- COMPLETE THE FOLLOWING -
[1] In the Nuro job posting for a senior VLM/VLA research scientist, what core technology does Nuro license?
[2] Resume the Nuro job posting for a senior VLM/VLA research scientist, starting right after its last line.

- EXTRACTED TEXT -

[Start of section]

Senior ML Research Scientist, VLM/VLA

at Nuro

California (HQ), Mountain View, United States

Who We Are

Nuro is a self-driving technology company on a mission to make autonomy accessible to all. Founded in 2016, Nuro is building the world’s most scalable driver, combining cutting-edge AI with automotive-grade hardware. Nuro licenses its core technology, the Nuro Driver™, to support a wide range of applications, from robotaxis and commercial fleets to personally owned vehicles. With technology proven over years of self-driving deployments, Nuro gives the automakers and mobility platforms a clear path to AVs at commercial scale—empowering a safer, richer, and more connected future.

About the Role

In this role, you will develop vision-language-action models for our onboard Behavior & Planning stack, with the goal of improving safe and robust decision-making in complex, long-tail driving scenarios. You will work on multimodal models that connect scene understanding, contextual reasoning, and planning-relevant representations for real-world autonomous driving.

This role is focused on advancing state-of-the-art VLAs for autonomy, including model development, large-scale training, fine-tuning, evaluation, and onboard optimization. You will work closely with partners across behavior, planning, perception, systems, and infrastructure to translate research advances into practical capabilities deployed on our vehicles.

If you are excited about building and deploying cutting-edge VLA systems for real-world robotics, we'd love to hear from you.

About the Work

Develop and advance VLA models for onboard Behavior & Planning in autonomous driving systems.
Build multimodal models that improve safe decision-making in complex, ambiguous, and long-tail driving scenarios.
Research and apply state-of-the-art approaches in vision-language-action modeling, multimodal representation learning, and foundation models for autonomy.
Train, fine-tune, and evaluate large-scale VLAs using diverse real-world driving data.
Improve model quality, robustness, and generalization across challenging edge cases and dynamic real-world environments.
Optimize models for onboard deployment, including inference efficiency, latency, memory usage, and runtime performance.
Collaborate with autonomy, data, and infrastructure teams to define training, evaluation, and deployment requirements.
Design effective evaluation methodologies for multimodal models in safety-critical applications.
Contribute to scalable model and data pipelines that support rapid experimentation and production deployment.

[End of section]

- MATERIAL SHOWN -
[Start of section]

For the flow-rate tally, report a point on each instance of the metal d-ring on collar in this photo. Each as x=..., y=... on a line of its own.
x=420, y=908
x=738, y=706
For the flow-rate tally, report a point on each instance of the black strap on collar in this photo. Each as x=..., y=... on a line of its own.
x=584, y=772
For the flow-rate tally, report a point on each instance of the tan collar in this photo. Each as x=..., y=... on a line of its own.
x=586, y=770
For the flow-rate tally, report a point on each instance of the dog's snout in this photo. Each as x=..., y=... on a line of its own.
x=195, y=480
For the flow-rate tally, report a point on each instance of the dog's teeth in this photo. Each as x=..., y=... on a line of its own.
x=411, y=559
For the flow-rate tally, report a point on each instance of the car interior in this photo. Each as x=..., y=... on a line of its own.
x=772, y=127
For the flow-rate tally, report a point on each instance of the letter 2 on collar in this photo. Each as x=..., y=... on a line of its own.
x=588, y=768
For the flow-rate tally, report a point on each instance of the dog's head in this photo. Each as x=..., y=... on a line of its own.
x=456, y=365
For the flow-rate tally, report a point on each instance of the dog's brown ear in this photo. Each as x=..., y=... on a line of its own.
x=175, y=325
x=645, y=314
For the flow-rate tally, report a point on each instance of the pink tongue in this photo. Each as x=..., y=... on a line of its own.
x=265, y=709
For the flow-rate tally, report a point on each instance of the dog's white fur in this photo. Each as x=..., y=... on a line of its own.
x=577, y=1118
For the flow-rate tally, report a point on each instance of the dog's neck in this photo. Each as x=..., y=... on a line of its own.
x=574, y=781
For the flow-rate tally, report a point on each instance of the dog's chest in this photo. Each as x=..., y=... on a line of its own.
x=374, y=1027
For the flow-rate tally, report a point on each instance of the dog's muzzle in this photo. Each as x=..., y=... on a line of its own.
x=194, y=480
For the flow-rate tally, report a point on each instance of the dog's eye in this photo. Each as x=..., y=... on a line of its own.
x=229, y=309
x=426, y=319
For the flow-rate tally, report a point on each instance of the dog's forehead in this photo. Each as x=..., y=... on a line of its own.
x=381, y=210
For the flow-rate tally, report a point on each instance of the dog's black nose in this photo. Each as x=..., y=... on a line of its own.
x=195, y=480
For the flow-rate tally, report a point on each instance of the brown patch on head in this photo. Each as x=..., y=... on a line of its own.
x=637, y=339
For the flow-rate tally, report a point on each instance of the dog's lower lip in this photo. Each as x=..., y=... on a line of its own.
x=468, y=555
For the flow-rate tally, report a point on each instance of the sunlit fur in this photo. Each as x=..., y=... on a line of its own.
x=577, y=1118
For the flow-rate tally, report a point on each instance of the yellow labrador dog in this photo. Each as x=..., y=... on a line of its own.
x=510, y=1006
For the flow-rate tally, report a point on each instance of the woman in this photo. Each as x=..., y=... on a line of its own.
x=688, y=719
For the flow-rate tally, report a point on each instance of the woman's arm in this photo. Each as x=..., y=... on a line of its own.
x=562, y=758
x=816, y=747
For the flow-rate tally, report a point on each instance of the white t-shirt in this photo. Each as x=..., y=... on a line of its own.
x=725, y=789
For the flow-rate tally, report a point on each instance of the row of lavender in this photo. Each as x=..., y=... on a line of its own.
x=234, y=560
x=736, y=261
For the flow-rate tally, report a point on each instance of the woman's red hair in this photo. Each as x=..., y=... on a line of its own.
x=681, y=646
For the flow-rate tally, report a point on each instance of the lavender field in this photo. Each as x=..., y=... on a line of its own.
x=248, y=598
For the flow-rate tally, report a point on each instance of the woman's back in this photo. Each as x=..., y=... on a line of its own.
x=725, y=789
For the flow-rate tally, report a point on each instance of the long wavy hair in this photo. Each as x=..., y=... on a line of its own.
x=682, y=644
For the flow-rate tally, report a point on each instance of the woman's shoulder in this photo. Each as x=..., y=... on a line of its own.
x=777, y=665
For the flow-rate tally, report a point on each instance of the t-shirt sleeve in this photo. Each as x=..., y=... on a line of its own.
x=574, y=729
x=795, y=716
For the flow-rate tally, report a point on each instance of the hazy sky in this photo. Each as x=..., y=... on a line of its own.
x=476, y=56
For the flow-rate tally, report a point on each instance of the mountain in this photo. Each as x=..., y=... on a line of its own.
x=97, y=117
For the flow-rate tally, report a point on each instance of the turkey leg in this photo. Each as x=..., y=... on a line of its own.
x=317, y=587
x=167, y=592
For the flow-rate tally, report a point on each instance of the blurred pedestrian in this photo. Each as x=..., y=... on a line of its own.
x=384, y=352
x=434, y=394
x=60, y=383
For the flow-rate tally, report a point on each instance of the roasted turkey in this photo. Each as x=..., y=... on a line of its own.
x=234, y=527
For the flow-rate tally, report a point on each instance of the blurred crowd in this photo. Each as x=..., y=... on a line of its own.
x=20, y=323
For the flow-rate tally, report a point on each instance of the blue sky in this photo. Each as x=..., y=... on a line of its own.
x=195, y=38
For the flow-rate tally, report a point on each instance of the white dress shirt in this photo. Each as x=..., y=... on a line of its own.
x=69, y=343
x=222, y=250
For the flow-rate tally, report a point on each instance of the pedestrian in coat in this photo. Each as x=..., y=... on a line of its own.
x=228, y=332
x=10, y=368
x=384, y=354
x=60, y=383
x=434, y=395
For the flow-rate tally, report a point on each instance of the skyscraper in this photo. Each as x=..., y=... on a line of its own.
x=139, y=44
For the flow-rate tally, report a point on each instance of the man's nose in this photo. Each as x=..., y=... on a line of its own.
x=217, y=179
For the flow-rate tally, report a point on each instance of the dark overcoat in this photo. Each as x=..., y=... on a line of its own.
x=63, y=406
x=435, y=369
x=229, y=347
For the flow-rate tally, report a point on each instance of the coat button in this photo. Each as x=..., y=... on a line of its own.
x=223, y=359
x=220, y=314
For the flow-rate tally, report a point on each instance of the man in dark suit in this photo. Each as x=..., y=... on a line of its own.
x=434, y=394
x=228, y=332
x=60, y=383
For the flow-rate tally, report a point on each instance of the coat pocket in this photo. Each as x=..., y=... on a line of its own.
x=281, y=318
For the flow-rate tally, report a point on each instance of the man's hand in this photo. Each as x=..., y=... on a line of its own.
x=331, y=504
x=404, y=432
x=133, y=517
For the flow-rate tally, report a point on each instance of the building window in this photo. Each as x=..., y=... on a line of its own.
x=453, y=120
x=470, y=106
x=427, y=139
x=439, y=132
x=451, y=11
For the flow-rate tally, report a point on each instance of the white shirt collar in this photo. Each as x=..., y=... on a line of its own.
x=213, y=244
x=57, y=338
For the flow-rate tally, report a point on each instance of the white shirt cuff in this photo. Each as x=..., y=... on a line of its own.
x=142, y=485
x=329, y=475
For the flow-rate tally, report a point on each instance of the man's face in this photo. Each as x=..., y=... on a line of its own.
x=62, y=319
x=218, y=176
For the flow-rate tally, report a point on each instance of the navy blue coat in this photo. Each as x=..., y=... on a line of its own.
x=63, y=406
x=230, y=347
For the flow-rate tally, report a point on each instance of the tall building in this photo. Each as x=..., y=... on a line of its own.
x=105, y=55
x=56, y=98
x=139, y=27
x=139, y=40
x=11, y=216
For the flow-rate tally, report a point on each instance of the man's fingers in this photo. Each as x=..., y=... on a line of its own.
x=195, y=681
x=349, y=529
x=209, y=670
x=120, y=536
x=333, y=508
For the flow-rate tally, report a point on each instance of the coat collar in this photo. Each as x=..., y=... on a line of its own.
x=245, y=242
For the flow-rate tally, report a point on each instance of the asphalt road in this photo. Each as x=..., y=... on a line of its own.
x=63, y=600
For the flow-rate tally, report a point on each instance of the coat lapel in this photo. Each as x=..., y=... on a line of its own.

[End of section]

- REPLIES -
[1] the Nuro Driver™

[2]
About You

You have deep expertise and prior experience in some or many of the following areas:
You have an M.S. or Ph.D. in Computer Science, Machine Learning, Robotics, Artificial Intelligence, or a closely related field.
You have 5+ years of industry and/or research experience in machine learning, with a focus on large-scale model development.
You have strong experience with vision-language models (VLMs), multimodal foundation models, VLAs, or related architectures.
You have hands-on experience with large-scale model training, fine-tuning, and evaluation.
You have familiarity with core model components and techniques relevant to modern multimodal systems, such as Vision Transformers (ViTs) and large language models (LLMs).
You have experience optimizing models for deployment, including inference speed, memory efficiency, and performance under onboard compute constraints.
You have strong programming skills in Python and experience with modern deep learning frameworks such as PyTorch, JAX, and/or TensorFlow.
You are an independent researcher and strong collaborator who can move fluidly from early-stage ideas to practical implementation.
You thrive in a fast-paced research and development environment and are excited to deploy advanced ML systems in the real world.

Nice to Have

Experience applying VLMs/VLAs or other foundation models to autonomous driving, robotics, or embodied AI.
Familiarity with behavior, planning, scene understanding, or decision-making systems in AVs.
Experience with multimodal data curation, dataset development, or data quality systems at scale.
Experience with onboard ML deployment in real-time or resource-constrained environments.
Publications in top-tier machine learning, robotics, or computer vision conferences such as NeurIPS, ICML, ICLR, CVPR, ICCV, ECCV, CoRL, RSS, or ICRA.
Strong C++ skills or experience integrating ML models into production systems.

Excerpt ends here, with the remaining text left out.